Extract to read:

Zimbabwe: Which Way for Indigenisation?

Published on 1st March 2010

Violet Gonda moderates the debate on the new Empowerment and Indigenisation regulations recently passed by the government. The guests are businessman Mutumwa Mawere, economist Daniel Ndlela, the President of the Affirmative Action Group Supa Mandiwanzira and journalist Peta Thornycroft.

 

Mawere: My companies were taken over by State action in 2004. Right now, workers can’t even go underground because the water level is rising and bills have not been paid. In Zambia, copper remained underground. It couldn’t be extracted because of policies that inhibit investment. Any businessperson would know that money cannot stay in a bad relationship. If Zimbabwe does what it needs to do, you don’t have to invite anyone to bank money.

 

Mandiwanzira: You’ve got to be responsible in a country. If there’s no liquidity in the market and you are turning over 30 million dollars a month, nobody’s taking that money away from you, you have a responsibility to make everyone else around you prosper. Make the banks prosper by circulating that money within that system. You are obtaining it out of a Zimbabwean asset.

 

Mawere: So you are now the social engineer?

 

Mandiwanzira: Investors will not lose money by banking it in Zimbabwe. Money must be operated in Zimbabwean accounts so that the liquidity crisis is resolved.

 

Gonda: Daniel, do you agree with the assertion that Zimbabweans have nothing to show for all the resources that have been exploited bearing in mind of what happened in the Chiadzwa diamond area where Zimbabwe has the resources but there are Zimbabweans who are exploiting those diamonds?

 

Daniel Ndlela: It is factual that Zimbabweans have nothing to show for the minerals under the ground but the issue here is- who is responsible for that 30 years after Independence? Is it some foreigner out there or some people who are ruling us?

 

Gonda: Why has it taken 30 years to redress this situation?

 

Mandiwanzira: You must ask those people who were responsible. As AAG and other empowerment groups, we’ve been making noise for many, many years. The move that we began to see in the financial sector where banking licences were issued to people like Mutumwa was out of this push. The same pressure has been put on the government to say why our people are not playing part in big enterprises. The majority of these mines were given away. These concessions were given away by just a government rubber stamp, nothing else. It was a matter of no money brought in, special concessions, bank your money in foreign countries, do whatever you want, you don’t pay tax for the next five years and all these kind of things. If you are giving a foreigner that benefit, 51% of that benefit must accrue to a Zimbabwean.

 

Daniel Ndlela: The top leadership is sickening and that is the point. As long as we have laws operating in opaqueness, empowerment, whether it’s indigenous, will benefit a few. The people who should be empowered are the working people of this country, not the few intellectuals who are intellectually dishonest in the first place. They should be empowered through normal avenues, not the avenues of picking up a few at the discretion of  the minister.

 

Gonda: Should companies fill in their plans for indigenisation by March 01 or defy this, or worse still, strip down the assets and close?

Collected data:
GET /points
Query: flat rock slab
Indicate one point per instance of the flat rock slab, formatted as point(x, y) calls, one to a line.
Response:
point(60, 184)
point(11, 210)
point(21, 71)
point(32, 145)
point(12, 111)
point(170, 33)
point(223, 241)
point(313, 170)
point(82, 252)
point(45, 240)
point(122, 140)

Your tasks:
1 > Write out the part of the Zimbabwe indigenisation debate starting with "Gonda: Daniel, do" and going on through "redress this situation?".
2 > Pick up the Zimbabwe indigenisation debate after its final line and carry it forward.

Responses:
1 >
Gonda: Daniel, do you agree with the assertion that Zimbabweans have nothing to show for all the resources that have been exploited bearing in mind of what happened in the Chiadzwa diamond area where Zimbabwe has the resources but there are Zimbabweans who are exploiting those diamonds?

 

Daniel Ndlela: It is factual that Zimbabweans have nothing to show for the minerals under the ground but the issue here is- who is responsible for that 30 years after Independence? Is it some foreigner out there or some people who are ruling us?

 

Gonda: Why has it taken 30 years to redress this situation?

2 >
Daniel Ndlela: The law has been set. Companies will either refuse to invest (considering the cake will be smaller by 51%); be less enthusiastic; close down, bolt out or keep the status quo.

 

Gonda: Morgan Tsvangirai, the Prime Minister, was not consulted. Did he really need to be consulted?

 

Thornycroft: Morgan should have been consulted. He is the Prime Minister of this country but he seems to have no power. It seems that the inclusive government is at Mugabe’s decision about whether something will or will not be fulfilled from the Global Political Agreement. It’s nearly 18 months since the Global Political Agreement was signed but we’re stuck and paralysed on outstanding issues. Until we have a new constitution, hold free and fair elections, why would anybody invest in us? We have a very bad record of our government taking money, and de-industrialisation. We’ve lost at least 40 or maybe 60% of the industries we had in 1980, particularly in the last ten years. We are a very bad risk country and until the political situation is sorted out, I can’t imagine there will be any investment at all. Let alone when you can go to jail if you haven’t managed to sort out 51% of the company that you might have been building up for 15, 20, 40 years.

 

Gonda: Comment on the Prime Minister’s statement that the regulations are null and void since this issue was not discussed in Cabinet.

 

Mandiwanzira: These regulations were gazetted by a government in which the Prime Minister is part of. The Minister who gazetted the regulations reports to the Prime Minister in the Council of Ministers. This was done by the government of Zimbabwe. This is the law. If you want to change the law, take the whole process back to parliament and see what you can do.

 

Gonda: But the Prime Minister says it is not the right thing and this regulation was sneaked through. Is that not a problem?

 

Mandiwanzira: The Movement for Democratic Change is in parliament with ZANU PF. They passed this law. It should have been stopped if the Prime Minister and his political party didn’t agree. It should have been stopped at the process of being legislated.

 

Gonda: But this was done when ZANU PF was still in the majority in parliament.

 

Mandiwanzira: They had been voted by the people of Zimbabwe to be in the majority.

 

Gonda: Mutumwa, your thoughts on this?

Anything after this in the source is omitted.